The Fallout: Consequences of Cyberattacks
The impacts of cyberattacks can be devastating for small businesses, such as:
- Loss of data: You may lose valuable or irreplaceable data that is essential for your business operations or reputation.
- Loss of access: You may experience downtime if your systems become unavailable due to an attack rendering you unable to do work.
- Loss of money: You may incur direct costs such as paying ransom, repairing damages, recovering data, or hiring experts. You may also lose revenue due to downtime, reduced productivity, or lost customers.
- Loss of trust: You may damage your relationship with your customers, suppliers, partners, or regulators who may lose confidence in your ability to protect their data or comply with their requirements.
- Loss of reputation: You may suffer negative publicity or legal consequences that can harm your brand, image, or market position.
The Imperative: Establishing an Effective Cybersecurity Program
A robust cybersecurity program is not only a necessity but also an opportunity for small businesses to gain a competitive edge and increase customer loyalty. A cybersecurity program is a systematic approach to managing your cybersecurity risks and improving your cybersecurity capabilities. It can help you:
- Identify and prioritize your cybersecurity threats and vulnerabilities
- Implement and maintain effective cybersecurity controls and policies
- Detect and respond to cybersecurity events and incidents
- Comply with relevant laws and regulations
- Educate and train your employees and stakeholders on cybersecurity awareness and best practices
But how do you build a cybersecurity program for small businesses? Below are some steps you can follow.

→ Task statement
Sum up the article on cyberattacks and small businesses in two sentences.

→ Supplied material
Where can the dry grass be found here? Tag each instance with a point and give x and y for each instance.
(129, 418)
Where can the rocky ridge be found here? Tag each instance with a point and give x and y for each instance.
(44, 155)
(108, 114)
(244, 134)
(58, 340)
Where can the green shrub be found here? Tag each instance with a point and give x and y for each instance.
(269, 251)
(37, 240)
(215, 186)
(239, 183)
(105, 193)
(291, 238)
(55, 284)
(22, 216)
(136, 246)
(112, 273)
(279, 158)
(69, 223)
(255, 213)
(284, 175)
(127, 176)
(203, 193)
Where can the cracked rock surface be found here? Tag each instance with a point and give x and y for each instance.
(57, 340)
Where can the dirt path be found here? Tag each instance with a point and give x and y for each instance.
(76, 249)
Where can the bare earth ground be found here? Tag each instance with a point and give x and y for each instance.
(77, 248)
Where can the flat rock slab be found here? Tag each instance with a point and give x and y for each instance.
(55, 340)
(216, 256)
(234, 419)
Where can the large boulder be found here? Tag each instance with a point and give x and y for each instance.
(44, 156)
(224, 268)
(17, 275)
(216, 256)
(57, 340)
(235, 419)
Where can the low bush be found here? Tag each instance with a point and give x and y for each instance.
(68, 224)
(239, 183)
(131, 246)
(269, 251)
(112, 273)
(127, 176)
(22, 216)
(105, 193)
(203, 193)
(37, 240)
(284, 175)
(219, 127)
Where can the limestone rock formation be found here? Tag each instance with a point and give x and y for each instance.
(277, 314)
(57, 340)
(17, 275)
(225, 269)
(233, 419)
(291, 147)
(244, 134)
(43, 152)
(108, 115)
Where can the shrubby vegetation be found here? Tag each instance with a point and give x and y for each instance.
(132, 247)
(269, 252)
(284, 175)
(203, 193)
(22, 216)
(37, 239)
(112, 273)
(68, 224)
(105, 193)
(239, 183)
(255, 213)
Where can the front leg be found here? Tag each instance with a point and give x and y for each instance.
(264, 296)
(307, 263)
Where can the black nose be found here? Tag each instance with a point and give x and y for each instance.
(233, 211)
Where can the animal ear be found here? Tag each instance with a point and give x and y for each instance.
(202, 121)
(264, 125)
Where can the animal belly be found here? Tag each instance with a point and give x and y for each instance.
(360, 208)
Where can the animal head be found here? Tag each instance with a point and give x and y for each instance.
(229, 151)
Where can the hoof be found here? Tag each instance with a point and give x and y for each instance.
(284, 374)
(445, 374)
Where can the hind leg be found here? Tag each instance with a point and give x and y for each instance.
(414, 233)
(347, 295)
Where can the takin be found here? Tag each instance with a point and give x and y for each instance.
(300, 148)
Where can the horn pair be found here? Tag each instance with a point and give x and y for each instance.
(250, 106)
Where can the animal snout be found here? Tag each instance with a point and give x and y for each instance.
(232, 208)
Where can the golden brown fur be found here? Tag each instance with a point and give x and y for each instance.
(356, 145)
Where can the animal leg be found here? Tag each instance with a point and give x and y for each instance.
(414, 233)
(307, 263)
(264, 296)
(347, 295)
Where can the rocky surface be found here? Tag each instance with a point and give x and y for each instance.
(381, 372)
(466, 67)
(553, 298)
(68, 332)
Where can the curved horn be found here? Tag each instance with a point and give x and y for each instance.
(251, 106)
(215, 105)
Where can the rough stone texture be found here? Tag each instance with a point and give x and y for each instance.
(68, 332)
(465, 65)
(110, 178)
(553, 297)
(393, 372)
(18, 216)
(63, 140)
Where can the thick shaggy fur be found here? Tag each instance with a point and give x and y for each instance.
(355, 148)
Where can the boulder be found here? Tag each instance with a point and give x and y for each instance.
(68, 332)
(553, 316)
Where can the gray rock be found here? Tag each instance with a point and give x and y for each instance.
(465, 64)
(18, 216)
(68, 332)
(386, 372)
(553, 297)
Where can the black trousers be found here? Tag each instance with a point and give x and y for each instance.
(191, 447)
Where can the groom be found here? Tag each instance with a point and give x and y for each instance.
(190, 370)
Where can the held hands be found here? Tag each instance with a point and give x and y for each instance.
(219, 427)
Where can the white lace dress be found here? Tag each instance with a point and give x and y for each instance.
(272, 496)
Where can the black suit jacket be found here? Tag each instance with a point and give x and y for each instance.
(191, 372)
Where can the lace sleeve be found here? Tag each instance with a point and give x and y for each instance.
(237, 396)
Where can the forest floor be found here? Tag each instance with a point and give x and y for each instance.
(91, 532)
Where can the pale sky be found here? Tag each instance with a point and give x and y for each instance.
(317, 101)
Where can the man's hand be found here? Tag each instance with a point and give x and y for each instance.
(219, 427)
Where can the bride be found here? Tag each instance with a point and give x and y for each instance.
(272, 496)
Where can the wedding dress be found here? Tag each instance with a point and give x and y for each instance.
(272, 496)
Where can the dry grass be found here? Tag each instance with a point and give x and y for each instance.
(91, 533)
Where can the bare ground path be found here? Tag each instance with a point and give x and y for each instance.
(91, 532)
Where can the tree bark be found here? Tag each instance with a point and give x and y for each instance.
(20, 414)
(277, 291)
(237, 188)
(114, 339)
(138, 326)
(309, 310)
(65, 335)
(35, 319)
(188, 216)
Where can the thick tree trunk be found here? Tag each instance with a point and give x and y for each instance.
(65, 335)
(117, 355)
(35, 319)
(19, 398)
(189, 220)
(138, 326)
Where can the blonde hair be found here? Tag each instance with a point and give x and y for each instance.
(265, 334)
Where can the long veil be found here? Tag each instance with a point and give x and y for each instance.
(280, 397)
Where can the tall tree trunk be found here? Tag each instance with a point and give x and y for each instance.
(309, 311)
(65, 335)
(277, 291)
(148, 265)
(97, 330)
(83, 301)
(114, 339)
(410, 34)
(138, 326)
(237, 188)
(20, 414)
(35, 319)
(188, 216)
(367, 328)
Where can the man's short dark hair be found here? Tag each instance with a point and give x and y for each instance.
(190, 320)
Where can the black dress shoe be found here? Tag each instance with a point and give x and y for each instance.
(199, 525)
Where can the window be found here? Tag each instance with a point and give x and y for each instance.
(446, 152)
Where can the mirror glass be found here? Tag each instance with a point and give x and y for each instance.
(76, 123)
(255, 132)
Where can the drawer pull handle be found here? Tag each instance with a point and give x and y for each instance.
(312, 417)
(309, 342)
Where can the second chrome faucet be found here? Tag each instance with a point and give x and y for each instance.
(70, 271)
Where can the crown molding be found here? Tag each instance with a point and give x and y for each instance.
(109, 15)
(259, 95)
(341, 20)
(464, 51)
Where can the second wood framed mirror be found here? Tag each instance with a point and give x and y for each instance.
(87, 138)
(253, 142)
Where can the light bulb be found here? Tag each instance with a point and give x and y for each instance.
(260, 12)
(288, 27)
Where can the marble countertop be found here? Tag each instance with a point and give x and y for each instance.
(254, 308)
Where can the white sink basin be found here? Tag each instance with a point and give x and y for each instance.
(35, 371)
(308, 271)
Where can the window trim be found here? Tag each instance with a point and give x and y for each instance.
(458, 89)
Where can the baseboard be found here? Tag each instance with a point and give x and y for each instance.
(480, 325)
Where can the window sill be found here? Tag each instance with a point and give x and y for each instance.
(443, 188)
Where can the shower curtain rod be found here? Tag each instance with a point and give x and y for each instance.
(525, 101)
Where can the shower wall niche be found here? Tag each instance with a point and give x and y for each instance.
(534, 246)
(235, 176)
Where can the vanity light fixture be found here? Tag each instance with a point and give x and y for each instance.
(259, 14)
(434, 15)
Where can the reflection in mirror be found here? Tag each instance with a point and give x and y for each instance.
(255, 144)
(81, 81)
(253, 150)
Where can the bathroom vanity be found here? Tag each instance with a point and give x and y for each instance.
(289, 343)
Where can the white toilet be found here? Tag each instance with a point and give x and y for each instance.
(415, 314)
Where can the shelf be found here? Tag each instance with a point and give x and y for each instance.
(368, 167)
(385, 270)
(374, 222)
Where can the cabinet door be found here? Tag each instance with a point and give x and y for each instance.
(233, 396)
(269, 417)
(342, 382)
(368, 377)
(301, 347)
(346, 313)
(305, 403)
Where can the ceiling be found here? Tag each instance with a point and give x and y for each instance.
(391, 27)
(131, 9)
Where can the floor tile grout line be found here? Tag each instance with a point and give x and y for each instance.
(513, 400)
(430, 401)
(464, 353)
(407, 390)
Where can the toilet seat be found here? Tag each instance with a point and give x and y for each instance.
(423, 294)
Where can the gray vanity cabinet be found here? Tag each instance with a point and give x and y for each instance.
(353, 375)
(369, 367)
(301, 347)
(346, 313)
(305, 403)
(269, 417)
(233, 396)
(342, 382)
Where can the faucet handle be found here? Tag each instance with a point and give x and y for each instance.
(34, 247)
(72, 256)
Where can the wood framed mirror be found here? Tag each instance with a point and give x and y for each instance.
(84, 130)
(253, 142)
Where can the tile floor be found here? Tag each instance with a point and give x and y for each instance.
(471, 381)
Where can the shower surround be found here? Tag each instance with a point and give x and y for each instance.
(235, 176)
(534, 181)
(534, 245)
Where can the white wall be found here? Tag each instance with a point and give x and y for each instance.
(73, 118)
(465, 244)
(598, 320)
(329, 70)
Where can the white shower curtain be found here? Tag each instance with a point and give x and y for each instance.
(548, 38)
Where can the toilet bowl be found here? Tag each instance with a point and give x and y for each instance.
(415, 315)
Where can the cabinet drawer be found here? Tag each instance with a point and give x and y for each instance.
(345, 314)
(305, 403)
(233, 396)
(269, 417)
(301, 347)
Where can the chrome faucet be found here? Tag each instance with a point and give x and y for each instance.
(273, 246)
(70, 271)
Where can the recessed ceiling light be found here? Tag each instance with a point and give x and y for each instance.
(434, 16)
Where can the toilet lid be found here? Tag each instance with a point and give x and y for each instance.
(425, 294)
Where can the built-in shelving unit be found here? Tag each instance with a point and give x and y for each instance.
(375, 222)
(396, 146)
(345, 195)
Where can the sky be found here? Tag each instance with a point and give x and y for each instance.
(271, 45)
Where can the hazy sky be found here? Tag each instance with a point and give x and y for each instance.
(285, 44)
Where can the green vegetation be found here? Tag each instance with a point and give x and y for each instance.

→ Exercise output
Cyberattacks can be devastating for small businesses, costing them data, access to their systems, money, trust, and reputation. A strong cybersecurity program, a systematic way to manage risks and improve capabilities, is both a necessity and a chance to gain a competitive edge and customer loyalty, helping a business find and rank threats, put controls and policies in place, detect and respond to incidents, comply with laws, and train its people.